[Referring expression pointing data]
>>>>

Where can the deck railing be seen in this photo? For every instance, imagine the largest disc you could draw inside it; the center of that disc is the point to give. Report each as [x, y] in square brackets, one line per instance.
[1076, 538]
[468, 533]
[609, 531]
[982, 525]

<<<<

THE PROBLEM:
For this exercise, retype each entry from above exactly as it stands.

FINISHED TASK:
Where can the deck railing be seen in this photo? For every instance, imagine the largest disc you could draw inside it; the center of that disc is the point to give. Report each as [x, y] in square brackets, one line per instance.
[1076, 538]
[468, 533]
[609, 531]
[982, 525]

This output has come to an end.